No. There is a religious fatwa from the highest authority in Iran against it. If Iran wanted to develop nuclear weapons it would have done so by now.
When Saddam's Iraq used Western-supplied chemical weapons against hundreds of thousands of Iranians in his invasion, Iran did not retaliate with chemical weapons.
You and they can believe what you want. Iran has not enriched uranium to 90%. Unlike other states in the region, Iran is a signatory to the NPT and has a legal right to enrich uranium.
Iran appears to want to be a nuclear-capable state, on the cusp of weaponisation at very short-notice. It lacks the political will to make that final step (due to terrorist traitors exposing its secret nuclear weapons program in 2002 meaning that Iran's case was referred to the UNSC). Since then Iran has been under the watchful eye of the international community and trying to close the UNSC file.
Indeed. The US remains open to returning to the JCPOA, recently stating that the deal the parties negotiated (that Iran walked away from) is still open.
Unsubstantiated conjecture. If there was ever a time to strike Iran, it would have been in the decades before Iran invested so heavily in its AD network and built several nuclear facilities spread across the entire country, several buried deep under mountains and thus beyond reach for Israel.
This is not logical. They have tried to conduct sabotage and other terrorist operations in Iran for decades, sometimes successfully in the short-term. None of them have a lasting impact and each one is counterproductive as they just Iran taking further steps to progress its nuclear program (e.g. legitimately enriching uranium to 60% after the Zionists extrajudicially assassinated Fakhirzadeh in an act of terrorism, which was previously a red-line for the West).
There is doubt because of the incredible deterrence and military power Iran has managed to accumulate, as evidenced by Israel's reticence to strike Iran until this point. I agree Israel has factored in Iran's response and the consequences of such an illegal act of aggression, hence why it has refrained from doing so (that's called deterrence).
Israel can probably heavily damage Natanz but it cannot destroy Fordow (or the massive new enrichment facilities being built deep underground at Natanz), it lacks the weapons needed to do so. By contrast, Iran can very easily destroy Israel's sole major nuclear facility (Dimona) with only 20 Emad ballistic missiles (even assuming a 20% failure rate and 90% interception rate) and then use the strike to legitimately withdraw from the NPT and enrich to 90% at Fordow. Therefore, unless Iran makes a sudden, clear rush to weaponisation, it is not logical for Israel to strike. Even then, the limitations of their options and costs they would incur would weigh heavily against such a decision.

◆ **Provided material**:
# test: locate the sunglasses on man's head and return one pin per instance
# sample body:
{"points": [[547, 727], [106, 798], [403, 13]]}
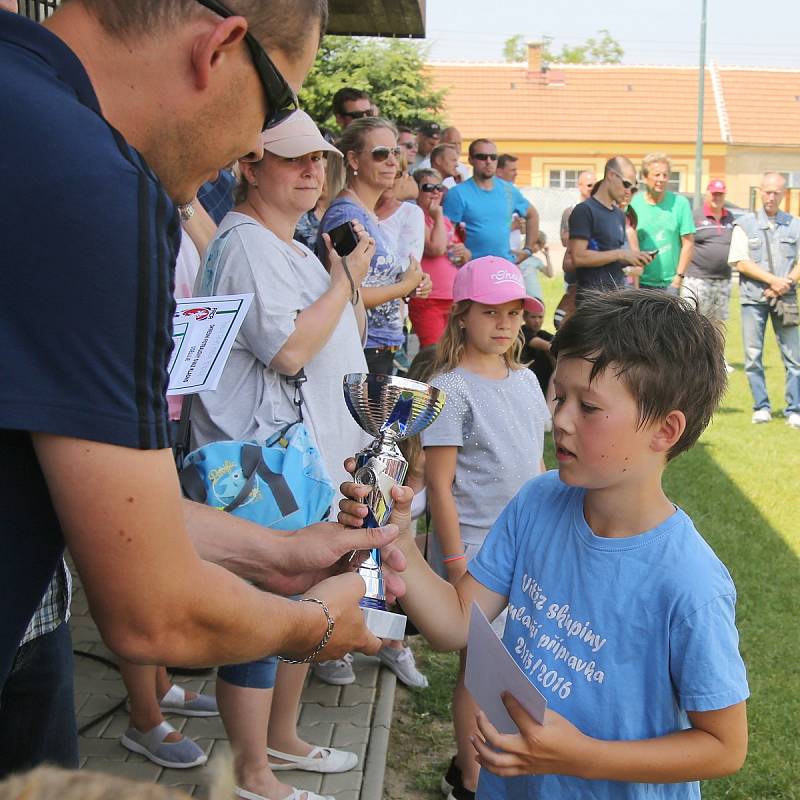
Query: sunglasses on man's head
{"points": [[358, 114], [281, 98], [627, 184], [382, 153]]}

◆ **Exercise aim**: Rewrite everything in the passage on Iran's nuclear program from "Indeed. The US" down to "reach for Israel.", using "nuclear deal" in place of "JCPOA". Rely only on the passage about Iran's nuclear program.

◆ **Task response**:
Indeed. The US remains open to returning to the nuclear deal, recently stating that the deal the parties negotiated (that Iran walked away from) is still open.
Unsubstantiated conjecture. If there was ever a time to strike Iran, it would have been in the decades before Iran invested so heavily in its AD network and built several nuclear facilities spread across the entire country, several buried deep under mountains and thus beyond reach for Israel.